▸ **Latihan 1**:
Menurut bacaan tentang hukum persaingan usaha, kapan UU Nomor 5 Tahun 1999 diterbitkan?

^^^^

PASCA Reformasi 98, setelah Indonesia dilanda berbagai krisis, mulai dari krisis keuangan, ekonomi kemudian krisis multi-dimensi, barulah pada tahun 1999, tepatnya pada tanggal 5 Maret, Hukum persaingan usaha (competition law) diterbitkan, yaitu UU Nomor 5 Tahun 1999 tentang Larangan Praktek Monopoli dan Persaingan Usaha Tidak Sehat.

Bagi Indonesia, sebagaimana tercantum dalam Pasal 3 UU No. 5/1999, tujuan keberadaan hukum persaingan usaha adalah untuk: a) menjaga kepentingan umum dan meningkatkan efisiensi ekonomi nasional sebagai salah satu upaya untuk meningkatkan kesejahteraan rakyat; b) mewujudkan iklim usaha yang kondusif melalui pengaturan persaingan usaha yang sehat; c) mencegah praktik monopoli dan atau persaingan usaha tidak sehat dan d) terciptanya efektivitas dan efisiensi dalam kegiatan usaha.

^^^^

▸ **Latihan 2**:
Ketik ulang setiap baris daftar di bawah ini apa adanya, tanpa menyertakan gambarnya.

^^^^

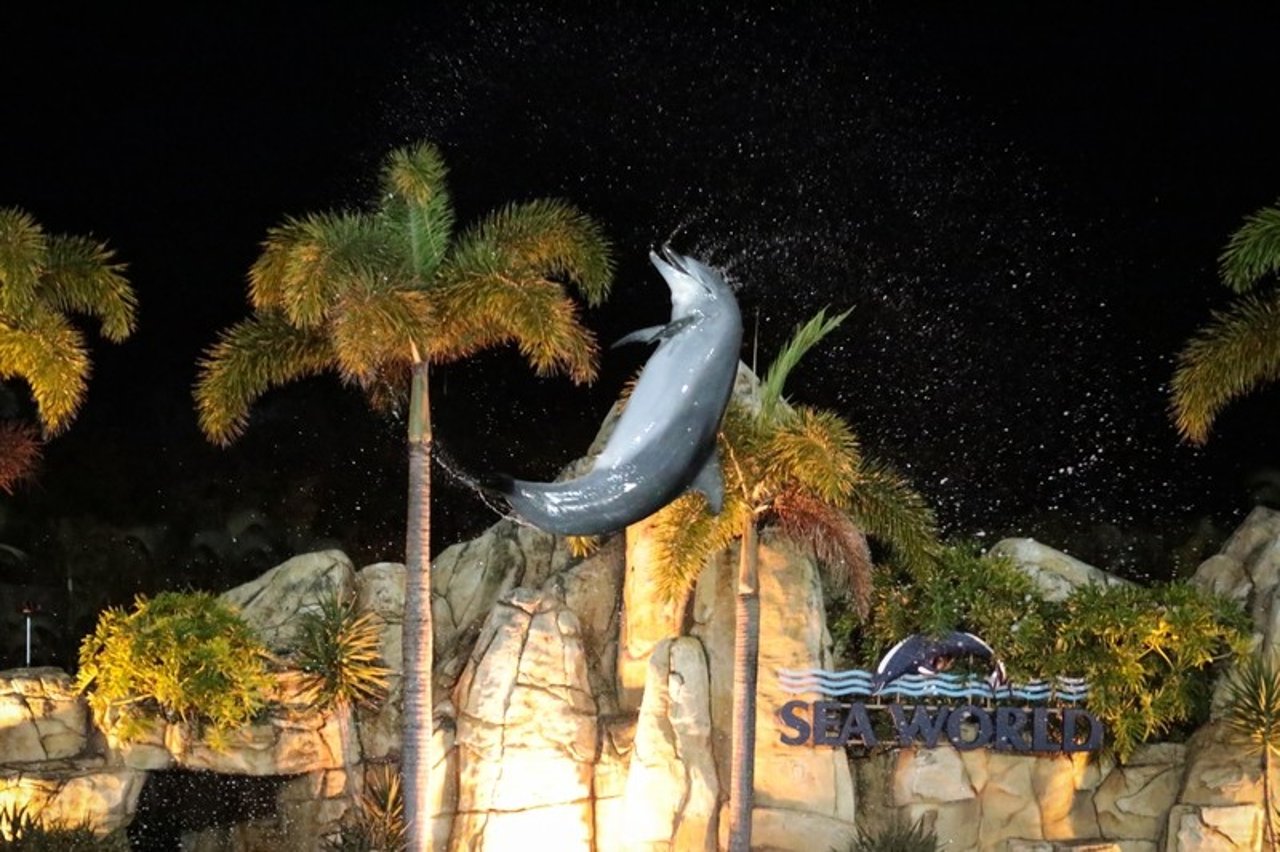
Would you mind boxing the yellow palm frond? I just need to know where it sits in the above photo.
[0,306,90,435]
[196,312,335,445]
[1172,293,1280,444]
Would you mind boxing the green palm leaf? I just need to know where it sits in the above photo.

^^^^

▸ **Jawaban 1**:
Pada tanggal 5 Maret 1999.

▸ **Jawaban 2**:
Would you mind boxing the yellow palm frond? I just need to know where it sits in the above photo.
[0,306,90,435]
[196,312,335,445]
[1172,293,1280,444]
Would you mind boxing the green palm leaf? I just need to know where it sits in the above photo.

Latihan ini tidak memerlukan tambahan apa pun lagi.